--- START OF Material provided ---

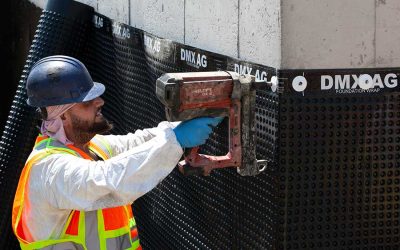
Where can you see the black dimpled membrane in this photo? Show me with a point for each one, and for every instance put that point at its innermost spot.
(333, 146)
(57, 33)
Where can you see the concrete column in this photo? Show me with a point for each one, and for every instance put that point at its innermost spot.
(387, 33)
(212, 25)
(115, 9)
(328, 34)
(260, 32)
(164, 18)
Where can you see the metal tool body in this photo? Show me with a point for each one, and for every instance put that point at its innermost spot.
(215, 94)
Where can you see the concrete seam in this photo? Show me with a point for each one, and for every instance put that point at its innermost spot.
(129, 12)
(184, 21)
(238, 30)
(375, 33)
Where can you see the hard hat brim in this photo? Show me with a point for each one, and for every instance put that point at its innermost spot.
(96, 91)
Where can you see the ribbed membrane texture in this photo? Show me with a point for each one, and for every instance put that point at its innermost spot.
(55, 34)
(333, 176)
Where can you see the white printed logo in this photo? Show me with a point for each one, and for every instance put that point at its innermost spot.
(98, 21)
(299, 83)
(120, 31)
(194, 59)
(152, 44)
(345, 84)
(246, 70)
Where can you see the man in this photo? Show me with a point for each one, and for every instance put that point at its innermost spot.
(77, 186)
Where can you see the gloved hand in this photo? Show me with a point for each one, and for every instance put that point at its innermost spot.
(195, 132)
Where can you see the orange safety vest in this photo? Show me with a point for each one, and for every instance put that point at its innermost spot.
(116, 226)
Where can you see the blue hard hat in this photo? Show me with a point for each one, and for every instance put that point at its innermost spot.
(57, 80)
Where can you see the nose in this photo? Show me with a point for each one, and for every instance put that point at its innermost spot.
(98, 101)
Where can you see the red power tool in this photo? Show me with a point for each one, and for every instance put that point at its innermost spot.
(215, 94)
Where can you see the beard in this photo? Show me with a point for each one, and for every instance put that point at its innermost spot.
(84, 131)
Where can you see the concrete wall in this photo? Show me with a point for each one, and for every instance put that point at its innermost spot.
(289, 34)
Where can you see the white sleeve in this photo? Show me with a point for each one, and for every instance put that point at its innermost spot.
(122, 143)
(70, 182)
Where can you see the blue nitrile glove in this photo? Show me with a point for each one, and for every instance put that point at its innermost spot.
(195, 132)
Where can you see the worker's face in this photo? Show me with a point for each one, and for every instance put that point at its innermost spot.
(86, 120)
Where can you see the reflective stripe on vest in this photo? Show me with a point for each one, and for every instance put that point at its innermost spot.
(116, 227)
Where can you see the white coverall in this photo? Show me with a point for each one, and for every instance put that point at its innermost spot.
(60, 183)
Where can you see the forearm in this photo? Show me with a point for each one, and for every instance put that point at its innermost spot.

--- END OF Material provided ---
--- START OF Material provided ---

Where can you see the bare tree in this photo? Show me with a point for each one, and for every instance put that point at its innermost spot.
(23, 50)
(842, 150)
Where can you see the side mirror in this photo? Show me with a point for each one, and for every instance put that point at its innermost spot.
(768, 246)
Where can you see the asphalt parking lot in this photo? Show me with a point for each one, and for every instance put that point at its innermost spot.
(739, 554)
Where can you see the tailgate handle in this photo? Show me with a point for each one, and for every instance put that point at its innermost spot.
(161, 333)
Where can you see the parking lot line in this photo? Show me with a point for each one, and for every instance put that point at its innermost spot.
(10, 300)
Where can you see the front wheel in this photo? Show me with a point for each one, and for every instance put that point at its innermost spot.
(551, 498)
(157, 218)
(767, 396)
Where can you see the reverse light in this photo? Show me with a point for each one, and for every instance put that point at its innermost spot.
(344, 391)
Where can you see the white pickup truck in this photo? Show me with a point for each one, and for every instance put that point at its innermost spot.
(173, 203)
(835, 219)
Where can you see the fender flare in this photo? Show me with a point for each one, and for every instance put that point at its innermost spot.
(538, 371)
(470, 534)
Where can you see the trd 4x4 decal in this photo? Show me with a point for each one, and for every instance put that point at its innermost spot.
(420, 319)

--- END OF Material provided ---

» **What the task requires**: Copy out every line of the records that contains the word "parking". Case counts.

» **Exercise answer**:
Where can you see the asphalt parking lot in this photo? Show me with a point for each one, and for every instance put that point at its innermost spot.
Where can you see the parking lot line in this photo? Show me with a point for each one, and for every instance put that point at its innermost spot.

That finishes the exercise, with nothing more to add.